▶ Brief:
In the forum thread about Oscars and Blood Parrots, repeat word for word the passage that starts at "Any food advice?" and ends after "(Mar 11, 2011)".

# 2 Oscars (1 red 1 tiger) and 3 Blood Parrots



## Mstone9942 (May 1, 2012)

Hello everybody!! Im new here,
I have 2 Oscars both female I believe. Red is about 4-5 inches and Tiger is about 5-6...3 Blood Parrots with one being 5 inches and girth of the biggest Oscar and the other two 3 inches. They are tank mates with a pleco sucker fish and 2 bala sharks. I have a 110 gallon and they have all lived together peacefully during the 9 months. Recently after we purchased a new light with blue actinic and led we noticed how much more lively they have become as well as responsive to us. We didnt know the importance of the light but its made all the difference in the world.

We iniatally had 3 Oscars and 2 Parrots but the male larger Oscar ruled the tank and the blood parrots hid for the most part and the 2 other oscars stuck together and wasnt very active. 2 weeks ago we got the new light and gave away the big oscar and purchased the bigger Parrot after talking with a individual fish store owner and taking his advice. Well so far he was right as the money. The two Oscars along with all three Parrots go crazy when I come up to the tank and are very very active. My two smaller parrots stick together and nit pick sometime at the bigger Parrot and both Oscars when they get around there corner but get put in there place when push comes to shove. They all seem much more happy with their tank mates.

Of course the two bala sharks are 2-3 inches long but have always kept there distance. (They were bought to help keep the cichlids busy and keep them from being aggressive toward each
other)

Any food advice? My Oscars like the jumbo sticks ok but both Oscars along with my Parrots no longer seem very interested with the cichlid pellets after getting frozen blood worms (expensive)...Just curious as to what other options thats fairly price efficient I could go with or any problems to keep a eye on in the future


----------



## jd lover (Mar 11, 2011)

too small a tank for those fish. 2 oscars together is never a good idea (unless theyre a pair) balas prefer to be in schools and get over a foot each. 6 inch for an oscar thats over 9 month old is not good sign


----------



## Mstone9942 (May 1, 2012)

(Excerpts from point-annotation data)
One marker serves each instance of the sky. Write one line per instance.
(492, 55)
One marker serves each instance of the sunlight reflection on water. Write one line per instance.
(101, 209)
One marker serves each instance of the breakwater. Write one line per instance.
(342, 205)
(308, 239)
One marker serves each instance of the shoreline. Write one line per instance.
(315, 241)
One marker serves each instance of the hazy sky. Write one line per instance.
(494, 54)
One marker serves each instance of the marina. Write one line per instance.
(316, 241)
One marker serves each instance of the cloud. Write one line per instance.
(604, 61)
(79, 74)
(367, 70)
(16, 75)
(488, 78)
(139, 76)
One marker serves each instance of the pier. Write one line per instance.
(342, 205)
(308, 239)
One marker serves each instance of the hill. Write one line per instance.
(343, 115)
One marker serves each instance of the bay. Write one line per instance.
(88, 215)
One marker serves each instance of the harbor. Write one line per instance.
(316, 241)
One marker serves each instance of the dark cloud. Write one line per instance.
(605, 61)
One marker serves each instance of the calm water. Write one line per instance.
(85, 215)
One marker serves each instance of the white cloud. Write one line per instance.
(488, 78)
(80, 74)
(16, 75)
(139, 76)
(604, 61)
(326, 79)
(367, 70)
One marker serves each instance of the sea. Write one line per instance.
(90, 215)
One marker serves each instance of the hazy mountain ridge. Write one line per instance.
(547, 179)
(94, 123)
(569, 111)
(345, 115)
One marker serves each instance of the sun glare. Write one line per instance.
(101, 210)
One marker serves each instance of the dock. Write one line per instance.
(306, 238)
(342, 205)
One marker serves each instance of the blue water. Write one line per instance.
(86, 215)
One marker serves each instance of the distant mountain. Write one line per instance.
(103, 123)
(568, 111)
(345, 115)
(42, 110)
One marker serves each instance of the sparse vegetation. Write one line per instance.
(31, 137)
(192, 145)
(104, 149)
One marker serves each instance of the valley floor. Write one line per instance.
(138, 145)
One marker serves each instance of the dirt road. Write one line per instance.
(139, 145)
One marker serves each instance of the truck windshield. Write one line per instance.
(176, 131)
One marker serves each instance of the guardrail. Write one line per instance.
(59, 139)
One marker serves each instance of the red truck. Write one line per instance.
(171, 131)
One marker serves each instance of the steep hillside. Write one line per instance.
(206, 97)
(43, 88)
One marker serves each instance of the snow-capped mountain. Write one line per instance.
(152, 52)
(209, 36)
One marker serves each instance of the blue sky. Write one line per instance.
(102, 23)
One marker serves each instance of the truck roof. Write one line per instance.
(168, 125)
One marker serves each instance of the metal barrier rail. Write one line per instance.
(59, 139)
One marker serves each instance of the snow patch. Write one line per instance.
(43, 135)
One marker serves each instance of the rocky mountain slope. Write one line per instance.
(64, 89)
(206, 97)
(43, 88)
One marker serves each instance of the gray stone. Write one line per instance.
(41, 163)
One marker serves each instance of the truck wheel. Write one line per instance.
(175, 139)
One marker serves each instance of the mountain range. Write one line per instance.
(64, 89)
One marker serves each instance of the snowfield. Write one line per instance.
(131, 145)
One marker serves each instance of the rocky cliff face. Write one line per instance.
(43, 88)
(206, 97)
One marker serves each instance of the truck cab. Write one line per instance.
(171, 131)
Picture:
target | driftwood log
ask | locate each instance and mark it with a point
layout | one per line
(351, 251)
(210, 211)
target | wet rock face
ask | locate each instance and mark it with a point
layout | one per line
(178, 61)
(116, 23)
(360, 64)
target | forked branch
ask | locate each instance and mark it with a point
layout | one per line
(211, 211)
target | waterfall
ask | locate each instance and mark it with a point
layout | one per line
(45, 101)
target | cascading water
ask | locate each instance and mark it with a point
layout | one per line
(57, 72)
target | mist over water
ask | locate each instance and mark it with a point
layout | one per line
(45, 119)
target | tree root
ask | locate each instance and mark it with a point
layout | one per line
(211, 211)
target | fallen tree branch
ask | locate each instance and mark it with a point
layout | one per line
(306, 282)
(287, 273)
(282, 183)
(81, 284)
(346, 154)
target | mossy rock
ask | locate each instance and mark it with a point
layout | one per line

▶ Expected answer:
Any food advice? My Oscars like the jumbo sticks ok but both Oscars along with my Parrots no longer seem very interested with the cichlid pellets after getting frozen blood worms (expensive)...Just curious as to what other options thats fairly price efficient I could go with or any problems to keep a eye on in the future


----------



## jd lover (Mar 11, 2011)